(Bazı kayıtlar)
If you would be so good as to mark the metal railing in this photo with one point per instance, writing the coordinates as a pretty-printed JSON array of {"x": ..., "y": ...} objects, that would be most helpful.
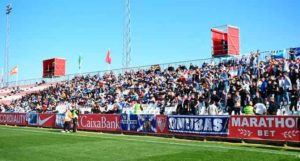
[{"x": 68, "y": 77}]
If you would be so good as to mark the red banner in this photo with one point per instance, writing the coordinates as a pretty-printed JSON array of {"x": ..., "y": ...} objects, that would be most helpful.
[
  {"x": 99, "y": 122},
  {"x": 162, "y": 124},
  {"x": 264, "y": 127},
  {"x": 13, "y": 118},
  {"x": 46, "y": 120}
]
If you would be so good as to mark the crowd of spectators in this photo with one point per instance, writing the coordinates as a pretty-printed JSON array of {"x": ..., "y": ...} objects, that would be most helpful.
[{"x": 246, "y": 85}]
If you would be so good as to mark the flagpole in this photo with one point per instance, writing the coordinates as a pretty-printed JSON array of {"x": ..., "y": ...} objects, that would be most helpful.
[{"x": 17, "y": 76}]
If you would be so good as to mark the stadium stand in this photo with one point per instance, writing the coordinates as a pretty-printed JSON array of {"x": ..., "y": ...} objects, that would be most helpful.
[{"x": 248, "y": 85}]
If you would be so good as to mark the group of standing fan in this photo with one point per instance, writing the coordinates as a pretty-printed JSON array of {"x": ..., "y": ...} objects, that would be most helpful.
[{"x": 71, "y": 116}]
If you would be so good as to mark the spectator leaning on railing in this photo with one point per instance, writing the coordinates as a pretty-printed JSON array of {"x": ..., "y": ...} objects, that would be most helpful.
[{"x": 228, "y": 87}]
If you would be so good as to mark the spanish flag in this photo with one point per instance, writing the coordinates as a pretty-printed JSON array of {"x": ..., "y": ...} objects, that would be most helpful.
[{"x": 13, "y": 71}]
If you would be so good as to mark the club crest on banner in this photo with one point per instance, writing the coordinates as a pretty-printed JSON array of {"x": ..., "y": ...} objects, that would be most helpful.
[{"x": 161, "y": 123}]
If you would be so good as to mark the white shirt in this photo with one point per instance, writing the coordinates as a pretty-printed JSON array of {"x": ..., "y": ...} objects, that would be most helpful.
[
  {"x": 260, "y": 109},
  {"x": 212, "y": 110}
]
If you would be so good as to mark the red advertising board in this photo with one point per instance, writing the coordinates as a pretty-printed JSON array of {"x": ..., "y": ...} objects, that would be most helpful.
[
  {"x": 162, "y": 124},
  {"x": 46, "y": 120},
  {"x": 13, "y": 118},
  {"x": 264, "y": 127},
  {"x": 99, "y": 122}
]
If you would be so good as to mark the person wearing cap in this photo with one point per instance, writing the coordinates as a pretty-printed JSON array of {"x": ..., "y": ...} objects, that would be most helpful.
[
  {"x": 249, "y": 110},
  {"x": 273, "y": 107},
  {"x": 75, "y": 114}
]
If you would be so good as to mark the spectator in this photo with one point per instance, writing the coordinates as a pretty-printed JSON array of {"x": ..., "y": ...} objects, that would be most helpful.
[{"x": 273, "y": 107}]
---
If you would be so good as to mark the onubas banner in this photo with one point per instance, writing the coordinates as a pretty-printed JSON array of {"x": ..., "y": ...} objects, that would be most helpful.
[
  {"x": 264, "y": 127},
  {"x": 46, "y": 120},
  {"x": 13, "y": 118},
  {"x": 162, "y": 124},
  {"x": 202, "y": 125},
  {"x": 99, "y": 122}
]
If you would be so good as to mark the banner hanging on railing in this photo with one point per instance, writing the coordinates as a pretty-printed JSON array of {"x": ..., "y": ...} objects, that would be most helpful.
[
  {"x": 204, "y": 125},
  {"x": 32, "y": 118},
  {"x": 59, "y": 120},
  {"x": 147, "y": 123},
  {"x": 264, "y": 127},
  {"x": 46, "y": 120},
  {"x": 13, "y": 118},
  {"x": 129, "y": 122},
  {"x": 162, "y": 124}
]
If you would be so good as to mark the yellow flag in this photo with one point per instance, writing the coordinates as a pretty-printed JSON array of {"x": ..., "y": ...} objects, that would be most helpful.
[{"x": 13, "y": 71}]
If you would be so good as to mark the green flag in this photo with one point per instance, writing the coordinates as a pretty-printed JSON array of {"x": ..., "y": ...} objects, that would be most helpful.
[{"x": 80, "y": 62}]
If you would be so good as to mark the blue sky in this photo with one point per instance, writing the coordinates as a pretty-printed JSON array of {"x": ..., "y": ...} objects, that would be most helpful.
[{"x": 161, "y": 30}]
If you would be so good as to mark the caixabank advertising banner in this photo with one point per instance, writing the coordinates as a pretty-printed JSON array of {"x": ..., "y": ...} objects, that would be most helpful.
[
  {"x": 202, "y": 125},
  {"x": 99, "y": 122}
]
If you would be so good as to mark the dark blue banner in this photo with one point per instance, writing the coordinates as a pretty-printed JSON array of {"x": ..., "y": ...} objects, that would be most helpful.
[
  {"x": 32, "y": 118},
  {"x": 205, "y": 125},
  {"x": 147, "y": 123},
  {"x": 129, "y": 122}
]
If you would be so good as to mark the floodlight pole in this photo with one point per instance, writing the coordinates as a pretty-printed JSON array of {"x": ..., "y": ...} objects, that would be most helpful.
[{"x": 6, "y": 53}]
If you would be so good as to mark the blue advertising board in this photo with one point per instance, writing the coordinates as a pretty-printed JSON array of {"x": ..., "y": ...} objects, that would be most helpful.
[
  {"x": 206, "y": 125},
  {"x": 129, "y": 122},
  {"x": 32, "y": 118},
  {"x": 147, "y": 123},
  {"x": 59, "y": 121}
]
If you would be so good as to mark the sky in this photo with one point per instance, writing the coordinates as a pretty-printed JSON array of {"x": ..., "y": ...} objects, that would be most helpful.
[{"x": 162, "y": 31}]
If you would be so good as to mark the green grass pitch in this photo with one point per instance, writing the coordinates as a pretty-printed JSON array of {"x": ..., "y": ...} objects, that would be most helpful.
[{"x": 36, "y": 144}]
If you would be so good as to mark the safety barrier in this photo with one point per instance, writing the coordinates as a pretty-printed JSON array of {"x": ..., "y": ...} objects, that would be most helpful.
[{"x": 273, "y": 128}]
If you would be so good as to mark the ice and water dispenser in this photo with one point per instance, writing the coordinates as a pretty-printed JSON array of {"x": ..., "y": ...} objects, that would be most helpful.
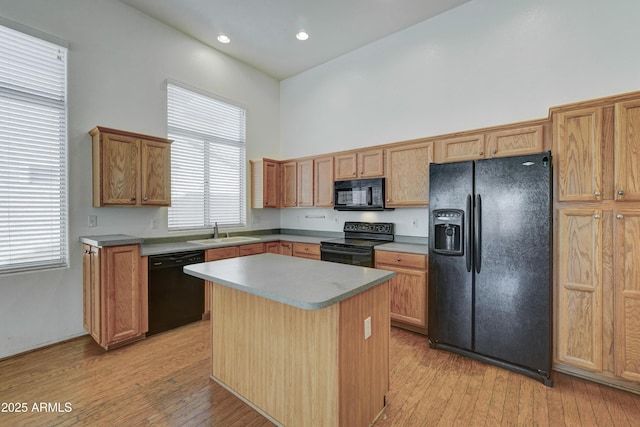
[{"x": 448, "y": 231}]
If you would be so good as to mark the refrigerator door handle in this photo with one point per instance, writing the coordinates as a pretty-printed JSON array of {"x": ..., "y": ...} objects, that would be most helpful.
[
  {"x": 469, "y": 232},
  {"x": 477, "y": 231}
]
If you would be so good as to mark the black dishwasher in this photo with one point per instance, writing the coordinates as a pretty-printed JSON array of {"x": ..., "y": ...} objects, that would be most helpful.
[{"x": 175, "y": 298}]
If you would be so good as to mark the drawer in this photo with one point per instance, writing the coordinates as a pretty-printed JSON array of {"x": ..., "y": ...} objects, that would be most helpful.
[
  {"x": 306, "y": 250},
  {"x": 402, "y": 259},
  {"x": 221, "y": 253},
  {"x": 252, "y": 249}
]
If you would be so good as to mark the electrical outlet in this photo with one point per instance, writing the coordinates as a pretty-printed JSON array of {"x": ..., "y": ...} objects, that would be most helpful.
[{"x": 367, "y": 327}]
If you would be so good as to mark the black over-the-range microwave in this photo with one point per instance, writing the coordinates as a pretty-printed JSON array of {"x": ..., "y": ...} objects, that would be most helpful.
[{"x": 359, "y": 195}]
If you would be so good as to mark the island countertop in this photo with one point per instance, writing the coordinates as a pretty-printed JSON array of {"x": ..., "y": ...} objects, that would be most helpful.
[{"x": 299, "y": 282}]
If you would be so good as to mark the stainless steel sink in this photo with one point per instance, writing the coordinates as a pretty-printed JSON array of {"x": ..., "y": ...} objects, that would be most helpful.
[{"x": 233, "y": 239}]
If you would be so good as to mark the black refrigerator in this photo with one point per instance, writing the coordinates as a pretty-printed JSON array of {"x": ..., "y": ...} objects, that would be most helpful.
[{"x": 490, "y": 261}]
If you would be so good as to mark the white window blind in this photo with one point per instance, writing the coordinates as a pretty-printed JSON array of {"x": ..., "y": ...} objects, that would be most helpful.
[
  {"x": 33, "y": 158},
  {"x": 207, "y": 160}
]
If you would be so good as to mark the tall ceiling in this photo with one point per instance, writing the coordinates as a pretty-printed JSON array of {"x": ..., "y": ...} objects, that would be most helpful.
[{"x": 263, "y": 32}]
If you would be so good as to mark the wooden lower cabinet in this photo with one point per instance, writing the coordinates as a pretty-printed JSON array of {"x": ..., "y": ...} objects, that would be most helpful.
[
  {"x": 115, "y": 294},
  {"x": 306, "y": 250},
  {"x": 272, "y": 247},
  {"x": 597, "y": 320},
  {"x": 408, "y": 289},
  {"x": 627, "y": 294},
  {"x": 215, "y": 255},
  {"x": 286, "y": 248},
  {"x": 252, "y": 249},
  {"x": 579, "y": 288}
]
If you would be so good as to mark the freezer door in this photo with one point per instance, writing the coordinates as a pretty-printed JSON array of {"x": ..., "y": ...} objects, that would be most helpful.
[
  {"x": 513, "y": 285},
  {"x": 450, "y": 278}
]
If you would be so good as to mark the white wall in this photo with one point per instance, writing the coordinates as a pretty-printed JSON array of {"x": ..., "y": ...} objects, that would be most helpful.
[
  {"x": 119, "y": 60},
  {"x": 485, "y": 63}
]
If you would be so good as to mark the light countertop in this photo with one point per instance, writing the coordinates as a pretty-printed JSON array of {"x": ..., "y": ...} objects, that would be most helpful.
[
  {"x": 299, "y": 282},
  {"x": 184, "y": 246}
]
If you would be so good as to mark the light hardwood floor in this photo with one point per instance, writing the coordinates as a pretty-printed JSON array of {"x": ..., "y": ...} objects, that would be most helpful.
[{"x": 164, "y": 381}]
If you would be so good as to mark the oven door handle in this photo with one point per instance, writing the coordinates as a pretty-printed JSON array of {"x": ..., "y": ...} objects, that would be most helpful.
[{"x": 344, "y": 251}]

**Görevin amacı:** Yukarıdaki malzemede "blue" kelimesinin geçtiği bütün satırları toplayın.

**Tamamlanmış alıştırma:**
If you would be so good as to mark the blue sky in this photo with one point per instance, writing the coordinates as a pretty-printed JSON array of {"x": ..., "y": ...} objects, that would be most helpful.
If you would be so good as to mark the dark blue banner in this photo with one point per instance, writing the coordinates as a pretty-printed JSON array of {"x": ..., "y": ...} objects, that would be most helpful.
If you would be so good as to mark the blue advertising board in this photo with one point per instance, writing the coordinates as a pretty-printed JSON array of {"x": ..., "y": ...} objects, that would be most helpful.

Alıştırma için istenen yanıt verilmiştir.